▶ [Problem requirements]: What you return should match the data word for word, minus the images.

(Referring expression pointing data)
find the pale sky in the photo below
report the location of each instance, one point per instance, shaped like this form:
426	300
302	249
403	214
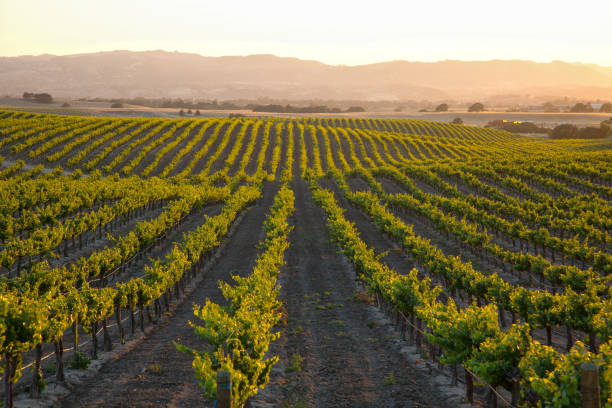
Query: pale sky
336	32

▶ [Exercise result]:
find the pale sky in the photo below
report the location of each instance, one point per instance, shaped like this form:
426	300
302	249
403	214
Query: pale sky
336	32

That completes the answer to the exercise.